**The task:** Could you restate exactly the lines that begin at the line with "1217L1982 1235L1968 1195L1301" and end at the final line of the data?

**Given data:**

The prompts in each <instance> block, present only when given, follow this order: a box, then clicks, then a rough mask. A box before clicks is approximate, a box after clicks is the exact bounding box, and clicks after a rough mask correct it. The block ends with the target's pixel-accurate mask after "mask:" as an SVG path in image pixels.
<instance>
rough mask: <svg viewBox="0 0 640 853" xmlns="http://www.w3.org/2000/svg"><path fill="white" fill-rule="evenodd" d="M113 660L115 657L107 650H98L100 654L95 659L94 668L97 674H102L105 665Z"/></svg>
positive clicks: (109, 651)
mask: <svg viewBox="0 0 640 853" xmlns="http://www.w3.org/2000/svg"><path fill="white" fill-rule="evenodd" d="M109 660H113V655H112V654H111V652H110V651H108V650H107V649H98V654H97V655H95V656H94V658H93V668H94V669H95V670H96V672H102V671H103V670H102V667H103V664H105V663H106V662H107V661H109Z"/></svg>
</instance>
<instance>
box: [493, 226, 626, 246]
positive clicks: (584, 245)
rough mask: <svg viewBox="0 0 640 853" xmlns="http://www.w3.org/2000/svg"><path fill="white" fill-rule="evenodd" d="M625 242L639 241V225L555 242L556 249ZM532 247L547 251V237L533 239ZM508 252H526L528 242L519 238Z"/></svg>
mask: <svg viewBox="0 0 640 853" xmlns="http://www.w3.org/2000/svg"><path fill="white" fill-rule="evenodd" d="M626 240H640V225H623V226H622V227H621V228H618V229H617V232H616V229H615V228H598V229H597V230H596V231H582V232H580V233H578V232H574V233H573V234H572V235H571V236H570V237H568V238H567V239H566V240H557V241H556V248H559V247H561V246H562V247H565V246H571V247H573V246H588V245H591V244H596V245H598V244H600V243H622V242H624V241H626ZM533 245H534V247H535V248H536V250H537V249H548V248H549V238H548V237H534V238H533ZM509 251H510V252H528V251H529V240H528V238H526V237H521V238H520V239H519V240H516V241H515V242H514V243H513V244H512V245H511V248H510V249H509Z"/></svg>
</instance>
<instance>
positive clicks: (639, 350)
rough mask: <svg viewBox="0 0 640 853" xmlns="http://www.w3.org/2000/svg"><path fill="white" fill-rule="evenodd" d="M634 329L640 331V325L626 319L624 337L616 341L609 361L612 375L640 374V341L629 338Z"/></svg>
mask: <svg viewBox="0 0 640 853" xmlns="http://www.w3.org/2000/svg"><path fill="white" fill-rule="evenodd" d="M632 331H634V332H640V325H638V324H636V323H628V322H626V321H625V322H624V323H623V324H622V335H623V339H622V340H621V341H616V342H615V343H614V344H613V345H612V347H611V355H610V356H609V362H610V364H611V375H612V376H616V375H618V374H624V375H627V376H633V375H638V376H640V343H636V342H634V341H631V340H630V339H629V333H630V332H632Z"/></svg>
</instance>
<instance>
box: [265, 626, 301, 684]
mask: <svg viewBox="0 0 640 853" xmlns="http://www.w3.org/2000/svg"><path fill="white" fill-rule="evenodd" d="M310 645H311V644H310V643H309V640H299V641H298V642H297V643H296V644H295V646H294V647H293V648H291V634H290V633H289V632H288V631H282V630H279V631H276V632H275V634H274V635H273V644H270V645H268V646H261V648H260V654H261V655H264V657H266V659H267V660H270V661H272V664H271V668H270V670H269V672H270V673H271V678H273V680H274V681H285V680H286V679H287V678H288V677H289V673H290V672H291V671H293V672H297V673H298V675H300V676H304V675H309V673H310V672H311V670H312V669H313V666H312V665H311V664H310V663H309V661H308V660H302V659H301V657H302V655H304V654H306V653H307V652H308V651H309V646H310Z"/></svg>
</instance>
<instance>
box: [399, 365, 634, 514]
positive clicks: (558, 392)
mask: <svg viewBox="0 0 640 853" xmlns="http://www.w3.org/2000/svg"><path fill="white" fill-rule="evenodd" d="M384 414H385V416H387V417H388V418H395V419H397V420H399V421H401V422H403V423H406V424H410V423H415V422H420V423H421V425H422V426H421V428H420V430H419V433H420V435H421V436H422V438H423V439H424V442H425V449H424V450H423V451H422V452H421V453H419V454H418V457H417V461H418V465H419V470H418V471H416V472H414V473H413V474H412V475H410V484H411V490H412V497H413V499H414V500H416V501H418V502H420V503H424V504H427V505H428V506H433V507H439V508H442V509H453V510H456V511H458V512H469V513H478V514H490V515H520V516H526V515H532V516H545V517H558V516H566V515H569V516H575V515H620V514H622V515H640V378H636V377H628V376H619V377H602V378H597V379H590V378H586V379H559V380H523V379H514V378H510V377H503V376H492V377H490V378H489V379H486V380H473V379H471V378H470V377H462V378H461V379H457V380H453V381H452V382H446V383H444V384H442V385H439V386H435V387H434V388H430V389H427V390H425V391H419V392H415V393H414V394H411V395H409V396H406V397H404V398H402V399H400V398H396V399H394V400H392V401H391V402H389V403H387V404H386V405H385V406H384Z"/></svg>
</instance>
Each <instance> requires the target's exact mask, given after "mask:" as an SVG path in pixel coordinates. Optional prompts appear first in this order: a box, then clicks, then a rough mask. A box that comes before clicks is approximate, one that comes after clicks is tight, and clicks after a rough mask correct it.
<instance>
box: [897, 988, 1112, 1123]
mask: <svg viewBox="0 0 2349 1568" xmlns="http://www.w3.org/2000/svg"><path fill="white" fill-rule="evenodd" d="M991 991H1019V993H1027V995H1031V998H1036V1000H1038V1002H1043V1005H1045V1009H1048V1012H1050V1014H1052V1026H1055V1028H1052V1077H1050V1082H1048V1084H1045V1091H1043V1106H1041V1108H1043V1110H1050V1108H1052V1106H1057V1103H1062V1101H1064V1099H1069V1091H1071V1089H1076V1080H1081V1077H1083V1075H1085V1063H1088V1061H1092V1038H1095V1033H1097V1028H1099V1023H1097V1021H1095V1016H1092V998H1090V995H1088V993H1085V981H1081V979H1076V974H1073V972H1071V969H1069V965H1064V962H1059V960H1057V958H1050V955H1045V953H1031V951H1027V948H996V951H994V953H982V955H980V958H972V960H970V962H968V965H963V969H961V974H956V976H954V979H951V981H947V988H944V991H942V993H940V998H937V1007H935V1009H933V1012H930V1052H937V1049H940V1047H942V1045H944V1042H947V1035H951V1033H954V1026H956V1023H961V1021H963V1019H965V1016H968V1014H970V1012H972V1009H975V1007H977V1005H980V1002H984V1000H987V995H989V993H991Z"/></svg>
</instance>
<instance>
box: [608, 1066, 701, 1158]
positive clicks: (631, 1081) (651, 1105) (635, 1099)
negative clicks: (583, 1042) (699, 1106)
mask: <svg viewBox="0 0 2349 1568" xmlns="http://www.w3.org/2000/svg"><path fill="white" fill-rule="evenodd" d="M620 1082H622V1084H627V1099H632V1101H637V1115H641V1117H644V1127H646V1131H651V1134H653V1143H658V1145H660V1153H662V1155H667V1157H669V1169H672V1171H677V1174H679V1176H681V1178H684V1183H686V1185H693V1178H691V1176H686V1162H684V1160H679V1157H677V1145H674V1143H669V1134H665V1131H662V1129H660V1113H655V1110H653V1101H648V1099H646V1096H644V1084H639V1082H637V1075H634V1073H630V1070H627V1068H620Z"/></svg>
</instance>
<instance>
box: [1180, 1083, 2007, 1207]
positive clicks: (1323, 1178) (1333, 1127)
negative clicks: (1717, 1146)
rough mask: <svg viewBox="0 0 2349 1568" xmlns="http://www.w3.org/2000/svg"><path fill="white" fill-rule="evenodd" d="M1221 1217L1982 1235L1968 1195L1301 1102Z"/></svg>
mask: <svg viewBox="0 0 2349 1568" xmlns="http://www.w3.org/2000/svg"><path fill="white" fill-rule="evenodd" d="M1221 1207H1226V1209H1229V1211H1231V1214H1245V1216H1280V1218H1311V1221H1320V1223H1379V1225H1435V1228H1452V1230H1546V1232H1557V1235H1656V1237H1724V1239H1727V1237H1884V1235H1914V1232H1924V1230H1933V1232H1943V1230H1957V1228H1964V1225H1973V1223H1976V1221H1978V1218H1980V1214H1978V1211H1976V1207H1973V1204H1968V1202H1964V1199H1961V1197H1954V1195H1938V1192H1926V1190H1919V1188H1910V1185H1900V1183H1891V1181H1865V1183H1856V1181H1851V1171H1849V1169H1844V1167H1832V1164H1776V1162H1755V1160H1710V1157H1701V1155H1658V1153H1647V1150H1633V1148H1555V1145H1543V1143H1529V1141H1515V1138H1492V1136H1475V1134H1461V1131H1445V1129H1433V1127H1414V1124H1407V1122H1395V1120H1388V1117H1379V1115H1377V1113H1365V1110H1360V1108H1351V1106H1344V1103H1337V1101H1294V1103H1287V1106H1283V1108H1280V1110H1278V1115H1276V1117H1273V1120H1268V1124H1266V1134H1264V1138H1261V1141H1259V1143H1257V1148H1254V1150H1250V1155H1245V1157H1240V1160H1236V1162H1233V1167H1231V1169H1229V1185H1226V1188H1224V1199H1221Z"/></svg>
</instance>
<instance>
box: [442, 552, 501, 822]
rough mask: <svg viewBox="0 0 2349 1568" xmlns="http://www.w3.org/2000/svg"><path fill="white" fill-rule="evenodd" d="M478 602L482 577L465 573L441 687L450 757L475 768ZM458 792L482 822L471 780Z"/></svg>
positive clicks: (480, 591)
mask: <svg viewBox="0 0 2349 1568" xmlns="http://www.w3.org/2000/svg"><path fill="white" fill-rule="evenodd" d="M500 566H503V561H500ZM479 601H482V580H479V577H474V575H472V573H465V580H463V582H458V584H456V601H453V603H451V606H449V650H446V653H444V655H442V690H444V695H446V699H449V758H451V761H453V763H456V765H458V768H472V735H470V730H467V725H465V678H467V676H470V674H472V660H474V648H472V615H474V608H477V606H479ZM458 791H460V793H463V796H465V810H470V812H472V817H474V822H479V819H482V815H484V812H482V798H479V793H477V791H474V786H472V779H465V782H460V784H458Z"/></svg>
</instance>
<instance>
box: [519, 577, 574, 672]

**Output:**
rough mask: <svg viewBox="0 0 2349 1568" xmlns="http://www.w3.org/2000/svg"><path fill="white" fill-rule="evenodd" d="M1221 1217L1982 1235L1968 1195L1301 1102Z"/></svg>
mask: <svg viewBox="0 0 2349 1568" xmlns="http://www.w3.org/2000/svg"><path fill="white" fill-rule="evenodd" d="M1221 1207H1226V1209H1229V1211H1231V1214H1245V1216H1280V1218H1311V1221H1320V1223H1379V1225H1435V1228H1452V1230H1546V1232H1557V1235H1656V1237H1724V1239H1727V1237H1884V1235H1914V1232H1924V1230H1933V1232H1943V1230H1957V1228H1964V1225H1973V1223H1976V1221H1978V1218H1980V1214H1978V1211H1976V1207H1973V1204H1968V1202H1964V1199H1961V1197H1954V1195H1938V1192H1926V1190H1919V1188H1910V1185H1900V1183H1891V1181H1865V1183H1856V1181H1851V1171H1849V1169H1844V1167H1832V1164H1776V1162H1755V1160H1710V1157H1701V1155H1658V1153H1647V1150H1633V1148H1555V1145H1543V1143H1529V1141H1515V1138H1492V1136H1475V1134H1461V1131H1445V1129H1433V1127H1414V1124H1407V1122H1395V1120H1388V1117H1379V1115H1377V1113H1365V1110H1360V1108H1351V1106H1344V1103H1337V1101H1294V1103H1287V1106H1283V1108H1280V1110H1278V1115H1276V1117H1273V1120H1268V1124H1266V1134H1264V1138H1261V1141H1259V1143H1257V1148H1254V1150H1250V1155H1245V1157H1240V1160H1236V1162H1233V1167H1231V1169H1229V1185H1226V1188H1224V1199H1221Z"/></svg>
</instance>
<instance>
box: [442, 552, 501, 822]
rough mask: <svg viewBox="0 0 2349 1568" xmlns="http://www.w3.org/2000/svg"><path fill="white" fill-rule="evenodd" d="M478 602L482 577L465 573L441 687L450 757L475 768ZM458 792L482 822L471 780Z"/></svg>
positive clicks: (480, 591)
mask: <svg viewBox="0 0 2349 1568" xmlns="http://www.w3.org/2000/svg"><path fill="white" fill-rule="evenodd" d="M500 566H503V561H500ZM479 601H482V580H479V577H474V575H472V573H465V580H463V582H458V584H456V601H453V603H451V606H449V650H446V653H444V655H442V690H444V695H446V699H449V758H451V761H453V763H456V765H458V768H472V735H470V730H467V725H465V678H467V676H470V674H472V660H474V648H472V615H474V608H477V606H479ZM458 791H460V793H463V796H465V810H470V812H472V817H474V822H479V819H482V815H484V812H482V798H479V793H477V791H474V786H472V779H465V782H460V784H458Z"/></svg>
</instance>
<instance>
box: [519, 577, 574, 672]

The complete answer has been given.